=== Your task ===
Pick out each line in the listing below that contains the word "vineyard" and copy those lines out in full.

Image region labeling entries
^^^^^^^^^^^^^^^^

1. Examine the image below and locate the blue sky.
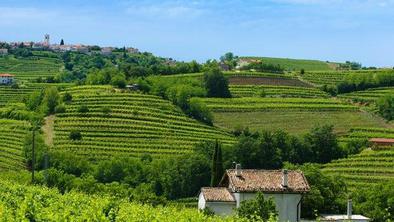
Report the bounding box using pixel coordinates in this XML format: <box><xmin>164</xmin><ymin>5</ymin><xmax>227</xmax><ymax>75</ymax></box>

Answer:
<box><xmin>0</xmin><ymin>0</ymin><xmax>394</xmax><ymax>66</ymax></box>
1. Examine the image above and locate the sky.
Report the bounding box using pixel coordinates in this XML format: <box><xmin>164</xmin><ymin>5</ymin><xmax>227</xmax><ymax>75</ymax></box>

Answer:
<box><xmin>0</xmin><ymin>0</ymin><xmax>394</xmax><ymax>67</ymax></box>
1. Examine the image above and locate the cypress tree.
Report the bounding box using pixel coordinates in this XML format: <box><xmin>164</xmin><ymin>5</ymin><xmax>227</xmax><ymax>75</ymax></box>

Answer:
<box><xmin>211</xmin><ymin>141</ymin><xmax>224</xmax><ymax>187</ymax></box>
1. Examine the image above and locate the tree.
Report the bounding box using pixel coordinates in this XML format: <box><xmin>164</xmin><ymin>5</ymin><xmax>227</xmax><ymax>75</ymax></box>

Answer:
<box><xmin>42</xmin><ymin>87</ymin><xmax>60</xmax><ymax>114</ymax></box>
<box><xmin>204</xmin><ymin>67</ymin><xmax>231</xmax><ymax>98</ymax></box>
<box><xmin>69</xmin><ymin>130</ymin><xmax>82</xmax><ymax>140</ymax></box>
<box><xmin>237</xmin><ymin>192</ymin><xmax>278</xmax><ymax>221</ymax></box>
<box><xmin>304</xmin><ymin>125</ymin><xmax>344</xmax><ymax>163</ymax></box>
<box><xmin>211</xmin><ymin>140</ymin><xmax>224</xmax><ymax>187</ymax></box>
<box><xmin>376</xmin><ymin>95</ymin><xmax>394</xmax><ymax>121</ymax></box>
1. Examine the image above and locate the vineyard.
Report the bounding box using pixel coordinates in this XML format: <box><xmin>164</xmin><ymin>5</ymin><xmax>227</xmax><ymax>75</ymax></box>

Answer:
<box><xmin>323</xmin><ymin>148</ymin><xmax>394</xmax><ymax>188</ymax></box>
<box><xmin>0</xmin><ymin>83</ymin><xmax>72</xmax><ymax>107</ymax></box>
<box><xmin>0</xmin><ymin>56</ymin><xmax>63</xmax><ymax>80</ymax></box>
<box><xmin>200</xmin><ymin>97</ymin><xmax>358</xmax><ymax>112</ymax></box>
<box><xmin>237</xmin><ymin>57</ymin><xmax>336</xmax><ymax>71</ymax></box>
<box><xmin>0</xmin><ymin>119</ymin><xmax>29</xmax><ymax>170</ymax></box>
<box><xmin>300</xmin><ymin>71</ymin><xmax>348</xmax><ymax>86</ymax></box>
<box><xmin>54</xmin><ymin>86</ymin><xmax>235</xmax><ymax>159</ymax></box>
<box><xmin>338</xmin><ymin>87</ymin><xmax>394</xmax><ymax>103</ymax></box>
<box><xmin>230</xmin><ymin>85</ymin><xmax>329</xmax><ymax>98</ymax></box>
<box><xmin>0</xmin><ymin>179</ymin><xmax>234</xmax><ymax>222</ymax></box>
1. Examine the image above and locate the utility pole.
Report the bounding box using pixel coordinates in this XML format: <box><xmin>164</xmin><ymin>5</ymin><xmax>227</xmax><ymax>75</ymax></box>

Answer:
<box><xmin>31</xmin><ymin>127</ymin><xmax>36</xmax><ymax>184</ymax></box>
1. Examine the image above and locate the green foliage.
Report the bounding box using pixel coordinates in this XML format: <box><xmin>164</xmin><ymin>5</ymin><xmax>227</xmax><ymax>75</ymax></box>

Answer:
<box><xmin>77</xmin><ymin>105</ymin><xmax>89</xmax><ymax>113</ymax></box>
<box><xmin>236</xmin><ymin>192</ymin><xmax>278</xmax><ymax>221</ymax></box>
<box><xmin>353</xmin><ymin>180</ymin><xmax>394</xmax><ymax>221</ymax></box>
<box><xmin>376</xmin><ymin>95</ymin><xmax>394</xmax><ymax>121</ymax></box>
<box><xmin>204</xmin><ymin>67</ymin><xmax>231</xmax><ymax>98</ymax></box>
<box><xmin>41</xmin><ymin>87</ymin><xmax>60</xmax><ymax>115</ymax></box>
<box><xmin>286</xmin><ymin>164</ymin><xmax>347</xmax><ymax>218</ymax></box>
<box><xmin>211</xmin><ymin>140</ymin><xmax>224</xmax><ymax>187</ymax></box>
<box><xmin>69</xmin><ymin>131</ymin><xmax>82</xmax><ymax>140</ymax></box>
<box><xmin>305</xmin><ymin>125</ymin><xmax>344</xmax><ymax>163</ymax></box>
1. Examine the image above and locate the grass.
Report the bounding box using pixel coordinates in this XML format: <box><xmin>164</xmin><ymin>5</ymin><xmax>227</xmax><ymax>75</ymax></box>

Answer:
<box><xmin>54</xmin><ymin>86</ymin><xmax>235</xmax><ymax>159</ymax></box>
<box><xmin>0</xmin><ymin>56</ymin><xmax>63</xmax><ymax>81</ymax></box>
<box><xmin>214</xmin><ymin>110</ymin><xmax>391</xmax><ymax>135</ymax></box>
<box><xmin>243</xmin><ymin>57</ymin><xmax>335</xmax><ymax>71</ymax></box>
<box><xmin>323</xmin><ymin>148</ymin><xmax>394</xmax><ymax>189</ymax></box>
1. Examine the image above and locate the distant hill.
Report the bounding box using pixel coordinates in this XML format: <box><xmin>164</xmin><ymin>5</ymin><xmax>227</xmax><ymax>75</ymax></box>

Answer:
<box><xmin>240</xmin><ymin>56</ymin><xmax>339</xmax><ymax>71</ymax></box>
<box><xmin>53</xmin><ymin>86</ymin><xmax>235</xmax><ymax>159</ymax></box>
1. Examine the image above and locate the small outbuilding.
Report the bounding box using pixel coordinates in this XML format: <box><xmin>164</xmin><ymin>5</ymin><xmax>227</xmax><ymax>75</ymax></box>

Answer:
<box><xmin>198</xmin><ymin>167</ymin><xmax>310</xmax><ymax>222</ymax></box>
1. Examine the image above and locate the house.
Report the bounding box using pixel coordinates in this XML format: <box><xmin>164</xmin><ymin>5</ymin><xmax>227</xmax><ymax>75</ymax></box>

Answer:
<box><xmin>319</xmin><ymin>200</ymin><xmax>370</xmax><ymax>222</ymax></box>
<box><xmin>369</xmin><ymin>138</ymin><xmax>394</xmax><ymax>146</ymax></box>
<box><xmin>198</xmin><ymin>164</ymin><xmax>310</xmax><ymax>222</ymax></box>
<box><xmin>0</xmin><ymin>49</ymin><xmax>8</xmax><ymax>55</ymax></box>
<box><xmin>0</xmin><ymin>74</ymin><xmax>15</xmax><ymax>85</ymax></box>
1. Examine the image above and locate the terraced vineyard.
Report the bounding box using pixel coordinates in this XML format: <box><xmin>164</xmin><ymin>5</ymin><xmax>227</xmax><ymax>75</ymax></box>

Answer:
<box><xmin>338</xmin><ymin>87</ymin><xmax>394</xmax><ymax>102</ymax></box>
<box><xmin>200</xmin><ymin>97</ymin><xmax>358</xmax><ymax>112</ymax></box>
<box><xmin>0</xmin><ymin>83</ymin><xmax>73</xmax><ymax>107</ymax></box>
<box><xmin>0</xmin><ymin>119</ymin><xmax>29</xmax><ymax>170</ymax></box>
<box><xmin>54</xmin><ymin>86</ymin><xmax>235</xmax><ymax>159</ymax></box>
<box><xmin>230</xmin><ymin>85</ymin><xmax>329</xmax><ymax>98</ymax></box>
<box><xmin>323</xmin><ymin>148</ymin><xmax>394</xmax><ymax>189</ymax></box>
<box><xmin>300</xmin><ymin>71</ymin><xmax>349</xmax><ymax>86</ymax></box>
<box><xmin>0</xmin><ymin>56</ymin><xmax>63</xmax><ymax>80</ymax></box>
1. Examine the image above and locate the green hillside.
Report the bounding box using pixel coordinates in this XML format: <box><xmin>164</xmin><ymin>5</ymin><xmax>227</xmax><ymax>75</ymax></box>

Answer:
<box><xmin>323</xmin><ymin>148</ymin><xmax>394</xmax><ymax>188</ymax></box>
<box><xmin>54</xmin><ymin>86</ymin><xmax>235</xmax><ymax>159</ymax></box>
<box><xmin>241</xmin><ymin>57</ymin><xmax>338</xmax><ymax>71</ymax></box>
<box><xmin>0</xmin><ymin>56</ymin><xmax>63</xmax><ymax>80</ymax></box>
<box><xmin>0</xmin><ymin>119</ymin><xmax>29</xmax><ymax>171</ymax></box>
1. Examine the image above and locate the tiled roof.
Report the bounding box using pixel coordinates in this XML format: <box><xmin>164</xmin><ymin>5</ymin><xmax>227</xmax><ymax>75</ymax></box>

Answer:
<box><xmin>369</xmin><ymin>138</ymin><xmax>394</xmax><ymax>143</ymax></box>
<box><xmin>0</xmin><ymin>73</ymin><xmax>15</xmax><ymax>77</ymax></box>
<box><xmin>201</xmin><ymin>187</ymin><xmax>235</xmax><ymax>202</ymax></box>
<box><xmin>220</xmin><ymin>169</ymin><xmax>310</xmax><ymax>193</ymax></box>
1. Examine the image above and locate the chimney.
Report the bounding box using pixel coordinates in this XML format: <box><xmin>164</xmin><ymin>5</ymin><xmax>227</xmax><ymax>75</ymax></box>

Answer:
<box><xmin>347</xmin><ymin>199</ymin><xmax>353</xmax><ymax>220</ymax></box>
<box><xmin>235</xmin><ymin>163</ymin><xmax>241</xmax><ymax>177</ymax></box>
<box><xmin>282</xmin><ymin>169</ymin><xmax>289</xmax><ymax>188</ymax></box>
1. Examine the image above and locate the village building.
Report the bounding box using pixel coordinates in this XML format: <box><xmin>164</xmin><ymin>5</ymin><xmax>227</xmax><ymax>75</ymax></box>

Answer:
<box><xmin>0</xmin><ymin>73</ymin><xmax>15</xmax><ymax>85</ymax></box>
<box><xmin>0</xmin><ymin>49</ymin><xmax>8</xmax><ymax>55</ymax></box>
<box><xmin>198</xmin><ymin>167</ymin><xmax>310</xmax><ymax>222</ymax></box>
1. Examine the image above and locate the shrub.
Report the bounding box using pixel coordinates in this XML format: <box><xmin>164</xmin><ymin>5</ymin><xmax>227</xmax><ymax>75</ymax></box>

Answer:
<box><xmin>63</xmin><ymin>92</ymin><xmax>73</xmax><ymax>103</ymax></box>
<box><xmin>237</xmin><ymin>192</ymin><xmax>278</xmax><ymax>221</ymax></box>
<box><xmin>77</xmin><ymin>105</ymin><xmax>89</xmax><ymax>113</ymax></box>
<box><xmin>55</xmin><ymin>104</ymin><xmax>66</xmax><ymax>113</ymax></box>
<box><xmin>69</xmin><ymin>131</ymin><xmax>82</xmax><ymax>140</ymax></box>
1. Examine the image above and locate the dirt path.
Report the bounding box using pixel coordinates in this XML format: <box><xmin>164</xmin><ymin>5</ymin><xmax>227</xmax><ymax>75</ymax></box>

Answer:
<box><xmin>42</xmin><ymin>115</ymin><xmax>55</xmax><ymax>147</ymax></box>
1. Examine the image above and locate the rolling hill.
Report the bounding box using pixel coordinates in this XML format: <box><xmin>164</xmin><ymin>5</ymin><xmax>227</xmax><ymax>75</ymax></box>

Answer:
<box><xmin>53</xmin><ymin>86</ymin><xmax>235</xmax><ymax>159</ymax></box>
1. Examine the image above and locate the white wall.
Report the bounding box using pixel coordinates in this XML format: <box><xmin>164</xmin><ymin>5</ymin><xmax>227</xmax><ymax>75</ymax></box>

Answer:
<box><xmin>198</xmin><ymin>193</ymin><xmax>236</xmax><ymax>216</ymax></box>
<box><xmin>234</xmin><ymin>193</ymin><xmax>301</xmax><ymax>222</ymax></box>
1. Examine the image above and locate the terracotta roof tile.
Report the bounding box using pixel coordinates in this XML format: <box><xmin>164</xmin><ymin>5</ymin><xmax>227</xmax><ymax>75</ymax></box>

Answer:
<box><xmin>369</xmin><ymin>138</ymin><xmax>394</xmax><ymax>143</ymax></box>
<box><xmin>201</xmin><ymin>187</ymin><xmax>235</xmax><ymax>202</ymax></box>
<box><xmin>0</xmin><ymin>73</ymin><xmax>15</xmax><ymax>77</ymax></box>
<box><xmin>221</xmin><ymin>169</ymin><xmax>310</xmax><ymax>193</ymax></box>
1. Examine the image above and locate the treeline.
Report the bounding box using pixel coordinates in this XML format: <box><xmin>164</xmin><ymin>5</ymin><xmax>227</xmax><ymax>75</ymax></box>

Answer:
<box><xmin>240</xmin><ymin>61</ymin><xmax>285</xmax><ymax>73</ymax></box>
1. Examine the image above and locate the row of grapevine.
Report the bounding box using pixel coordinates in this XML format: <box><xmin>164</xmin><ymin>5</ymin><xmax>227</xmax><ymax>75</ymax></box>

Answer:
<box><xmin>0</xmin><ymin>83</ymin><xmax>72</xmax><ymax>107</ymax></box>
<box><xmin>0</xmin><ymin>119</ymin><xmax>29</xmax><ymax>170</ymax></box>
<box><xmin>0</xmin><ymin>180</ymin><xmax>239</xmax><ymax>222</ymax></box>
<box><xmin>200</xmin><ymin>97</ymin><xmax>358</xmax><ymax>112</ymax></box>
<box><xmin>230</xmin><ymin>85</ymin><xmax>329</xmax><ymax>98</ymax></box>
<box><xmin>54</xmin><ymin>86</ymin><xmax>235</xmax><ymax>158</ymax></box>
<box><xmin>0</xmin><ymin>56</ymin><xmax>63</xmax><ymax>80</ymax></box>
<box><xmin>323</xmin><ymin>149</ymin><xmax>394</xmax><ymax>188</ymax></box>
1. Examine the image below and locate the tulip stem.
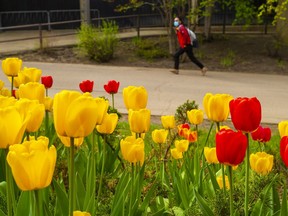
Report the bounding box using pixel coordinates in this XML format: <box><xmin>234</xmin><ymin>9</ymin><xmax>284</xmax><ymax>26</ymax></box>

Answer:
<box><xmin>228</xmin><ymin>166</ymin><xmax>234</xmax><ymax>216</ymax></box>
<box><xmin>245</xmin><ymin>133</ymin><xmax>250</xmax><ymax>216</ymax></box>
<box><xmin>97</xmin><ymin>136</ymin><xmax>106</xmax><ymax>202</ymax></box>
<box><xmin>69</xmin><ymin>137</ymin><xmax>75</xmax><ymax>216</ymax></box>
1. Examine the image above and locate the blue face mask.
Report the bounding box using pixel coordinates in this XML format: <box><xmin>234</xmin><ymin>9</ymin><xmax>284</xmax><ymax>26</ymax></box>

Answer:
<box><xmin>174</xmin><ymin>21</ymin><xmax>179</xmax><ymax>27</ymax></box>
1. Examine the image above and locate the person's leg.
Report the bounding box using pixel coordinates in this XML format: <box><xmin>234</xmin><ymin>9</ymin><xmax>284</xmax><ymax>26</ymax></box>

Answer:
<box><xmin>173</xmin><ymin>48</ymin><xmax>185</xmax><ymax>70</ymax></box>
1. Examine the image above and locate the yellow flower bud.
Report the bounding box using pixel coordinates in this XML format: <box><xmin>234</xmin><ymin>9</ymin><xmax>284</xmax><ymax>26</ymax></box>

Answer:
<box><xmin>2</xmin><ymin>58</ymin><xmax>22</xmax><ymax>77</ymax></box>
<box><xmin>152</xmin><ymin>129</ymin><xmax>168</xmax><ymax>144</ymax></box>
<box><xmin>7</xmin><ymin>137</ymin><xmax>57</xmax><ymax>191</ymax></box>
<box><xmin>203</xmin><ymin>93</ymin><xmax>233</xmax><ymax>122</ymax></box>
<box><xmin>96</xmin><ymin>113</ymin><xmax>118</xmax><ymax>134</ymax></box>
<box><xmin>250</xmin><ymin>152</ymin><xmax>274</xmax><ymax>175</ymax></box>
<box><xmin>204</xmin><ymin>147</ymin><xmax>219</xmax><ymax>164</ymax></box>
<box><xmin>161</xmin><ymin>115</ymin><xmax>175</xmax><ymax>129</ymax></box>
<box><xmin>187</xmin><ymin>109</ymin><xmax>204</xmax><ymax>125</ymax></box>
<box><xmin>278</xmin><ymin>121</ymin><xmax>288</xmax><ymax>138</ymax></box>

^^^^^^^^^^^^^^^^

=== Completed task ===
1. Examine the image above and locate the vineyard.
1. Examine the image above and locate the terraced vineyard.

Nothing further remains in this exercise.